TASK ITEM:
Every line of the material must be copied exactly.

INPUT:
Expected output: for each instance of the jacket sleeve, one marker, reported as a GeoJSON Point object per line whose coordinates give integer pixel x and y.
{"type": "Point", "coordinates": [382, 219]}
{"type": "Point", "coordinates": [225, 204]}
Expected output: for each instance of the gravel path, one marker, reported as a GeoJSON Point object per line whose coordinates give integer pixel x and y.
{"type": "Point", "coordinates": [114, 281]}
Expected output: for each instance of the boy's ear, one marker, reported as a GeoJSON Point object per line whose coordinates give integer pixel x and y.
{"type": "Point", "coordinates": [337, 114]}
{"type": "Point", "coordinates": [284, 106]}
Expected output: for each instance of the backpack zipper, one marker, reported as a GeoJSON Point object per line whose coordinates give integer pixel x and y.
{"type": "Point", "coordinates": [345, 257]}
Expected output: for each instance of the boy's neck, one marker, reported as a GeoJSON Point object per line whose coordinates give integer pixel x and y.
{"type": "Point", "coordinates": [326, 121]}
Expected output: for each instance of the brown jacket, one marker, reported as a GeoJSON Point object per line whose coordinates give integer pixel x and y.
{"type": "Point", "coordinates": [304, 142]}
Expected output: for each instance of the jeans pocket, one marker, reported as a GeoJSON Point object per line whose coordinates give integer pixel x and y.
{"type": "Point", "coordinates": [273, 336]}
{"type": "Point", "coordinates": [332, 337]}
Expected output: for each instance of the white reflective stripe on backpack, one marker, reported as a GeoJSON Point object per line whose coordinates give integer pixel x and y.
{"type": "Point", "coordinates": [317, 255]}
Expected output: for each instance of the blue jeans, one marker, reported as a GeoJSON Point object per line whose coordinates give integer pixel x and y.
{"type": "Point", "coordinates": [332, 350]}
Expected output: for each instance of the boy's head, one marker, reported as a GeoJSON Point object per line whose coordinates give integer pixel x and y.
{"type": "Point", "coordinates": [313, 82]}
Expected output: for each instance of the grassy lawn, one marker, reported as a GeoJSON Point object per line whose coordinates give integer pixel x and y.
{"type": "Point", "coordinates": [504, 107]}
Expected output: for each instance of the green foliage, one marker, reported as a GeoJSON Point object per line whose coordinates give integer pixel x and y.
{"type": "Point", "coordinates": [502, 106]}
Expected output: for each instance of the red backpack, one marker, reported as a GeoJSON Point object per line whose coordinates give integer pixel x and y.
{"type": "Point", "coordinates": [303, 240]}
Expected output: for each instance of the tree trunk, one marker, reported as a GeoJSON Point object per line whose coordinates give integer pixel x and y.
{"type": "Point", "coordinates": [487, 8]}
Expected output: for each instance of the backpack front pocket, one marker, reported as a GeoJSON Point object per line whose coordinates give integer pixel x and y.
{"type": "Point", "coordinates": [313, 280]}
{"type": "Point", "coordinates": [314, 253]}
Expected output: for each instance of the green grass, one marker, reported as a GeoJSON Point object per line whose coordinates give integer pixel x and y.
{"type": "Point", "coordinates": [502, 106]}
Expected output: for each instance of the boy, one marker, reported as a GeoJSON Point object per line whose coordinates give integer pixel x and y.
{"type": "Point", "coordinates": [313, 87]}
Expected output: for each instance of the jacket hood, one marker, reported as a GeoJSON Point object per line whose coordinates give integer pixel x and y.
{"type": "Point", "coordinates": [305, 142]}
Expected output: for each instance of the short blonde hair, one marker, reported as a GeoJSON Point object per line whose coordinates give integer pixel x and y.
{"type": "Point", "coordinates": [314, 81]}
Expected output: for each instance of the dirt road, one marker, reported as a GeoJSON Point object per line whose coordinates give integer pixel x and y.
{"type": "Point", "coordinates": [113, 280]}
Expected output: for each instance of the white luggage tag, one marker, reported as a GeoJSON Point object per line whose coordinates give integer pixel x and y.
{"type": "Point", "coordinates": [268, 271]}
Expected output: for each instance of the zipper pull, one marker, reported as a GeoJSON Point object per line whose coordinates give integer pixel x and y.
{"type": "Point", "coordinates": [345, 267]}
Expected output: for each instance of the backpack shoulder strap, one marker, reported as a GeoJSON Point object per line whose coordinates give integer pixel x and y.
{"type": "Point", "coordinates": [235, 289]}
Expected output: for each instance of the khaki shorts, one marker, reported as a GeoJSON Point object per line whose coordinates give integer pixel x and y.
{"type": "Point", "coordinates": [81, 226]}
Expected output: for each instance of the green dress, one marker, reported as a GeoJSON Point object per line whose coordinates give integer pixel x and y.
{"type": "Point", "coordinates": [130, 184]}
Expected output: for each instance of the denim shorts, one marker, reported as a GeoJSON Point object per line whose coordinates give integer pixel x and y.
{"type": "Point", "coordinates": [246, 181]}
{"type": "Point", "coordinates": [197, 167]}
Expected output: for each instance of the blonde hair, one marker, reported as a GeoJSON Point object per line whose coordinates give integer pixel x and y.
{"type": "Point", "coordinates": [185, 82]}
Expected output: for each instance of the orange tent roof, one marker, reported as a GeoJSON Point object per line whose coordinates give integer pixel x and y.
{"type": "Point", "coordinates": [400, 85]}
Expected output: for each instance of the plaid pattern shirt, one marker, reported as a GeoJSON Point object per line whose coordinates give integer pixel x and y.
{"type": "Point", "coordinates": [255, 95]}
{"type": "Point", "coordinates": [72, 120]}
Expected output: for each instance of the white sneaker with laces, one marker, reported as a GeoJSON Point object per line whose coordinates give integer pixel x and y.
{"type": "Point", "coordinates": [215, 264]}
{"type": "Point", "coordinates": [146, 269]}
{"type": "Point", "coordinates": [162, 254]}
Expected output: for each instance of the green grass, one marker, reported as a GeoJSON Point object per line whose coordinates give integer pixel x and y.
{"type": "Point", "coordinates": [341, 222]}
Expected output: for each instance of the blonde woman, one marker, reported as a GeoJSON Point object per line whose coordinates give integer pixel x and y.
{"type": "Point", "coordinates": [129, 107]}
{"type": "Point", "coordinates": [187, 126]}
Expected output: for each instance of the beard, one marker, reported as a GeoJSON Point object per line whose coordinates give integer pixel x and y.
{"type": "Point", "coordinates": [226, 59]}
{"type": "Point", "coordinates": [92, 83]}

WORKED SOLUTION:
Expected output: for each instance of the jacket sleeve, one marker, reported as a GeoJSON Point object per line whose coordinates give integer pixel x and y.
{"type": "Point", "coordinates": [382, 219]}
{"type": "Point", "coordinates": [225, 204]}
Expected output: for each instance of the gravel path, one marker, reported as a GeoJSON Point object per line whose coordinates give integer pixel x and y.
{"type": "Point", "coordinates": [114, 281]}
Expected output: for each instance of the boy's ear, one marker, reported as a GeoJSON Point object per line whose coordinates give integer pixel x and y.
{"type": "Point", "coordinates": [337, 114]}
{"type": "Point", "coordinates": [284, 106]}
Expected output: for each instance of the backpack zipper, one marker, reported as a GeoJSON Point object per line whose coordinates give integer pixel x and y.
{"type": "Point", "coordinates": [345, 257]}
Expected output: for each instance of the boy's neck, one marker, reported as a GeoJSON Point object per line whose coordinates give integer pixel x and y.
{"type": "Point", "coordinates": [326, 121]}
Expected output: for each instance of the brown jacket, one marker, reported as a GeoJSON Point object per line whose coordinates give integer pixel x and y.
{"type": "Point", "coordinates": [304, 142]}
Expected output: for each instance of the jeans pocket, one marker, reported as a GeoJSON Point object per line whose coordinates give integer pixel x and y.
{"type": "Point", "coordinates": [273, 336]}
{"type": "Point", "coordinates": [332, 337]}
Expected output: for each instance of the white reflective stripe on backpack, one marker, reported as a GeoJSON Point object per line whose coordinates give integer pixel x and y.
{"type": "Point", "coordinates": [317, 255]}
Expected output: for each instance of the blue jeans, one marker, reported as a GeoJSON Point object per line whose coordinates give integer pixel x and y.
{"type": "Point", "coordinates": [332, 350]}
Expected output: for each instance of the boy's head, one marker, reported as a GeoJSON Point object per line whose coordinates give integer pixel x and y.
{"type": "Point", "coordinates": [313, 82]}
Expected output: for each instance of the grassy lawn, one marker, reported as a GeoJSON Point object per line whose coordinates give integer pixel x and y.
{"type": "Point", "coordinates": [504, 107]}
Expected output: for each instance of the green foliage, one marker, reported as a GeoJSON Point object per line whose coordinates give integer pixel x and y.
{"type": "Point", "coordinates": [502, 106]}
Expected output: for each instance of the red backpack, one marker, reported as a GeoJSON Point object per line whose coordinates give integer pixel x and y.
{"type": "Point", "coordinates": [303, 240]}
Expected output: for each instance of the tree trunk, one marker, reported as a GeoJSON Point object per line whose coordinates give integer pixel x and y.
{"type": "Point", "coordinates": [487, 8]}
Expected output: for each instance of the backpack front pocket, one marker, reported as a GeoJSON Point object per line whose coordinates give integer pixel x and y.
{"type": "Point", "coordinates": [313, 280]}
{"type": "Point", "coordinates": [314, 253]}
Expected output: for each instance of the green grass, one marker, reported as a GeoJSON Point object per line whose coordinates give integer pixel x and y.
{"type": "Point", "coordinates": [502, 106]}
Expected output: for each instance of the boy, one marker, reported as a GeoJSON Point object per line whose coordinates give integer pixel x and y.
{"type": "Point", "coordinates": [313, 87]}
Expected output: for each instance of the jacket hood, one marker, reported as a GeoJSON Point object per line whose coordinates give integer pixel x and y.
{"type": "Point", "coordinates": [305, 142]}
Expected output: for each instance of the short blonde hair, one marker, reported as a GeoJSON Point object per line whose coordinates give integer pixel x and y.
{"type": "Point", "coordinates": [314, 81]}
Expected output: for each instance of the dirt road, one marker, reported as a GeoJSON Point object per line whose coordinates give integer pixel x and y.
{"type": "Point", "coordinates": [113, 280]}
Expected output: for each instance of the white luggage tag, one marker, reported as a GeoJSON Point object per line whose coordinates give integer pixel x and y.
{"type": "Point", "coordinates": [268, 271]}
Expected output: for each instance of the zipper pull, one marker, reported as a GeoJSON Point object per line whose coordinates give integer pixel x and y.
{"type": "Point", "coordinates": [345, 267]}
Expected output: for each instance of the backpack shoulder strap, one marker, reported as a GeoJSON Point object per line whose coordinates give integer pixel x and y.
{"type": "Point", "coordinates": [235, 289]}
Expected output: for each instance of the khaki shorts, one marker, reported as a GeoJSON Point object per line whose coordinates give integer pixel x and y.
{"type": "Point", "coordinates": [81, 226]}
Expected output: for each instance of the green dress, one marker, reported as a GeoJSON Point object per line whose coordinates give integer pixel x and y.
{"type": "Point", "coordinates": [130, 184]}
Expected output: for each instance of the denim shorts, one marker, reported as a GeoJSON Point object per line whose coordinates give integer pixel x and y.
{"type": "Point", "coordinates": [246, 181]}
{"type": "Point", "coordinates": [197, 167]}
Expected output: for each instance of the blonde hair, one marker, reported as a GeoJSON Point object per line whose coordinates give integer pixel x and y.
{"type": "Point", "coordinates": [185, 82]}
Expected output: for each instance of the orange tent roof, one marker, reported as a GeoJSON Point object per line whose coordinates give integer pixel x and y.
{"type": "Point", "coordinates": [400, 85]}
Expected output: for each instance of the plaid pattern shirt, one marker, reported as a GeoJSON Point object per line whose coordinates give integer pixel x and y.
{"type": "Point", "coordinates": [255, 95]}
{"type": "Point", "coordinates": [72, 120]}
Expected output: for each instance of the white sneaker with laces, one marker, reported as a GeoJSON Point object per line whose coordinates give integer pixel x and y.
{"type": "Point", "coordinates": [215, 264]}
{"type": "Point", "coordinates": [146, 269]}
{"type": "Point", "coordinates": [162, 254]}
Expected output: for each instance of the green grass, one marker, reported as a GeoJSON Point object per line whose coordinates give integer pixel x and y.
{"type": "Point", "coordinates": [341, 222]}
Expected output: for each instance of the blonde woman, one marker, reported as a GeoJSON Point object per line whose coordinates give integer pixel x and y.
{"type": "Point", "coordinates": [129, 107]}
{"type": "Point", "coordinates": [187, 126]}
Expected output: for each instance of the beard, one marker, reported as a GeoJSON Point object per line whose coordinates give integer pixel x and y.
{"type": "Point", "coordinates": [226, 59]}
{"type": "Point", "coordinates": [92, 83]}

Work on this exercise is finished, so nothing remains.